** Opening INPUT MATERIAL block **
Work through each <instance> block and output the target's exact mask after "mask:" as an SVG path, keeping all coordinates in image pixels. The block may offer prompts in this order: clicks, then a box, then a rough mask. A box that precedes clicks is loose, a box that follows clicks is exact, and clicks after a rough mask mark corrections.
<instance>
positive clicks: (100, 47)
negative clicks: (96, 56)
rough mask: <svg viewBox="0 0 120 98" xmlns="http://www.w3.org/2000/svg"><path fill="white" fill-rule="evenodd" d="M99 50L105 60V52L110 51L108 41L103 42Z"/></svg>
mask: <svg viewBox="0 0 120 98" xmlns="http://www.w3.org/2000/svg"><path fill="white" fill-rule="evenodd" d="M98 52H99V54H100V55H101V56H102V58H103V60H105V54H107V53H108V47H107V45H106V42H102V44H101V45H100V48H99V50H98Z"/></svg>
** Closing INPUT MATERIAL block **
**PROBLEM DESCRIPTION:**
If a line of the data contains the word "clicks", count it; say how many such lines there are and nothing else.

**YOUR RESPONSE:**
3